** START **

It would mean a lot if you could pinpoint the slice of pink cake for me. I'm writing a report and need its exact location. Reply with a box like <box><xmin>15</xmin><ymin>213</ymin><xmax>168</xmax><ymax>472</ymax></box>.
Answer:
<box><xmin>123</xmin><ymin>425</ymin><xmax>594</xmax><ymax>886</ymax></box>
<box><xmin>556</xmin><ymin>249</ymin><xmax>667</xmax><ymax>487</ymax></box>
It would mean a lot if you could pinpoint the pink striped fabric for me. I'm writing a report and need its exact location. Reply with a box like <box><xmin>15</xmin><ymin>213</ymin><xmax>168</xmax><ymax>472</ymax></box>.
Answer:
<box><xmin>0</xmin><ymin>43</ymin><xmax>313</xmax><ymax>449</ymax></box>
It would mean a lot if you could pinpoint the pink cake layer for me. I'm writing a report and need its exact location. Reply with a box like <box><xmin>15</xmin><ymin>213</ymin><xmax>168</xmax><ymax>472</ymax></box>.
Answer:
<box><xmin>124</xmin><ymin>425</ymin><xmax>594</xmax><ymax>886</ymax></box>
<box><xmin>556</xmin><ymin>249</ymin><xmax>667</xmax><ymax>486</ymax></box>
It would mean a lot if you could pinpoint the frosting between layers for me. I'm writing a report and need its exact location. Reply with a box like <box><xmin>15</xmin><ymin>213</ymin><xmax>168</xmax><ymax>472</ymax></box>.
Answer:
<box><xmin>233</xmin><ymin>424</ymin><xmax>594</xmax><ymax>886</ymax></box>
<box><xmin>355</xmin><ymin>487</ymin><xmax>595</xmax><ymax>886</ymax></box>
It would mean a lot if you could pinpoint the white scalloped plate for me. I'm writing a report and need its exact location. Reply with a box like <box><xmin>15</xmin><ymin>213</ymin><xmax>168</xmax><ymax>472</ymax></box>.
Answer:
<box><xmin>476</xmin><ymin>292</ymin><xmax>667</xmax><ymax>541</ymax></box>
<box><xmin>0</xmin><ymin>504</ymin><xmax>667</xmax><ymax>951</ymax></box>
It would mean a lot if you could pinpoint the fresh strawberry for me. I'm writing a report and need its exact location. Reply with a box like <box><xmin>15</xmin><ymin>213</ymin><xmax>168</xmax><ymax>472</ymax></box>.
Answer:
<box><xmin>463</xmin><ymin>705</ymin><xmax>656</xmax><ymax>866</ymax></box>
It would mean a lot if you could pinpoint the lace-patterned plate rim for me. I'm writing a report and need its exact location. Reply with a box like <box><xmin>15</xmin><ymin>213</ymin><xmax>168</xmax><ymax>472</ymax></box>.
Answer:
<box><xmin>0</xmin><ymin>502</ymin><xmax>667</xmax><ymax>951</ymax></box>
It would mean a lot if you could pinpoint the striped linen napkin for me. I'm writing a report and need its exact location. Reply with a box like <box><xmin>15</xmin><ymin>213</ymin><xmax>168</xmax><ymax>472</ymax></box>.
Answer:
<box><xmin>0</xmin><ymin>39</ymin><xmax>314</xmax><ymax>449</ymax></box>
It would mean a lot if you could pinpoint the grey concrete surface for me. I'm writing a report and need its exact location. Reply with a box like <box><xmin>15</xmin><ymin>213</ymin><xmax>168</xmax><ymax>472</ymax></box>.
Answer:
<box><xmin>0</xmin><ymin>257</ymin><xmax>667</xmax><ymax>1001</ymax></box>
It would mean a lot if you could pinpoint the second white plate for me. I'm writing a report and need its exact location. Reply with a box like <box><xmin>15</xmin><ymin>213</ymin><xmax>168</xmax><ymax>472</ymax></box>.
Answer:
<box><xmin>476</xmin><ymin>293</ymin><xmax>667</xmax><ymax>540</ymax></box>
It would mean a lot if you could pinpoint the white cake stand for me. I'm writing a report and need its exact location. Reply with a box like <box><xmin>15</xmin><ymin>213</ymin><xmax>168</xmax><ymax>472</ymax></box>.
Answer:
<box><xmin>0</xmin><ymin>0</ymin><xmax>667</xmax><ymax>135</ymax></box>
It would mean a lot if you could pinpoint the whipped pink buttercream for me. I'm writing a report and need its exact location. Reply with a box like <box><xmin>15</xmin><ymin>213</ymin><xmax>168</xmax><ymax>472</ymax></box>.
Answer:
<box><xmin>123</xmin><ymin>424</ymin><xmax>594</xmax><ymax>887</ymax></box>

** END **

* **EXERCISE DETAILS**: Rewrite the data above, replacing each occurrence of "pinpoint" with "locate" and leaving everything else unchanged.

* **CORRECT RESPONSE**:
It would mean a lot if you could locate the slice of pink cake for me. I'm writing a report and need its exact location. Reply with a box like <box><xmin>15</xmin><ymin>213</ymin><xmax>168</xmax><ymax>472</ymax></box>.
Answer:
<box><xmin>123</xmin><ymin>425</ymin><xmax>594</xmax><ymax>886</ymax></box>
<box><xmin>556</xmin><ymin>249</ymin><xmax>667</xmax><ymax>487</ymax></box>
It would mean a lot if you could locate the pink striped fabric for me. I'm writing a report and need its exact location. Reply with a box like <box><xmin>15</xmin><ymin>213</ymin><xmax>168</xmax><ymax>472</ymax></box>.
Answer:
<box><xmin>0</xmin><ymin>43</ymin><xmax>313</xmax><ymax>449</ymax></box>
It would mean a lot if you could locate the pink cake layer for me. I'm writing a report and need its exact location. Reply with a box like <box><xmin>15</xmin><ymin>213</ymin><xmax>168</xmax><ymax>472</ymax></box>.
Answer:
<box><xmin>124</xmin><ymin>425</ymin><xmax>594</xmax><ymax>886</ymax></box>
<box><xmin>556</xmin><ymin>249</ymin><xmax>667</xmax><ymax>486</ymax></box>
It would mean a lot if you could locate the frosting between layers for me. I'm writing a report and need its exact location. Reply with a box like <box><xmin>15</xmin><ymin>213</ymin><xmax>168</xmax><ymax>472</ymax></box>.
Answer:
<box><xmin>233</xmin><ymin>424</ymin><xmax>594</xmax><ymax>886</ymax></box>
<box><xmin>355</xmin><ymin>487</ymin><xmax>595</xmax><ymax>886</ymax></box>
It would mean a lot if you could locate the white scalloped plate for me. I'm writing a report and need its exact location. Reply with a box like <box><xmin>15</xmin><ymin>213</ymin><xmax>168</xmax><ymax>472</ymax></box>.
Answer:
<box><xmin>476</xmin><ymin>292</ymin><xmax>667</xmax><ymax>541</ymax></box>
<box><xmin>0</xmin><ymin>504</ymin><xmax>667</xmax><ymax>951</ymax></box>
It would mean a lot if you could locate the fresh strawberry for me. I'm writing a report and need its exact location. Reply with a box like <box><xmin>15</xmin><ymin>213</ymin><xmax>168</xmax><ymax>472</ymax></box>.
Answer:
<box><xmin>463</xmin><ymin>705</ymin><xmax>656</xmax><ymax>866</ymax></box>
It would mean a lot if you could locate the lace-patterned plate rim for me. I'm writing a report and need its exact location. Reply with a box like <box><xmin>15</xmin><ymin>213</ymin><xmax>168</xmax><ymax>472</ymax></box>.
Answer:
<box><xmin>0</xmin><ymin>502</ymin><xmax>667</xmax><ymax>951</ymax></box>
It would mean a lot if you could locate the striped linen napkin for me. I'm writing a report and need its exact location. Reply with a box like <box><xmin>15</xmin><ymin>213</ymin><xmax>168</xmax><ymax>472</ymax></box>.
Answer:
<box><xmin>0</xmin><ymin>39</ymin><xmax>314</xmax><ymax>449</ymax></box>
It would mean a lot if you could locate the grey concrete surface for me. I'm writing a report and need its exact location. Reply with a box like <box><xmin>15</xmin><ymin>213</ymin><xmax>168</xmax><ymax>472</ymax></box>.
Answer:
<box><xmin>0</xmin><ymin>257</ymin><xmax>667</xmax><ymax>1001</ymax></box>
It would mean a lot if you could locate the second white plate for me. I'm writing a report and need its exact location. Reply with a box like <box><xmin>15</xmin><ymin>213</ymin><xmax>168</xmax><ymax>472</ymax></box>.
Answer:
<box><xmin>476</xmin><ymin>293</ymin><xmax>667</xmax><ymax>540</ymax></box>
It would mean a lot if you could locate the white cake stand for me. I'm writing a report and need its exact location. Reply with a box like <box><xmin>15</xmin><ymin>213</ymin><xmax>168</xmax><ymax>472</ymax></box>.
Answer:
<box><xmin>0</xmin><ymin>0</ymin><xmax>667</xmax><ymax>135</ymax></box>
It would mean a lot if you could locate the whipped pink buttercream for me. I'm writing a report and need its exact location. Reply with a box like <box><xmin>15</xmin><ymin>213</ymin><xmax>168</xmax><ymax>472</ymax></box>.
Answer:
<box><xmin>123</xmin><ymin>424</ymin><xmax>594</xmax><ymax>887</ymax></box>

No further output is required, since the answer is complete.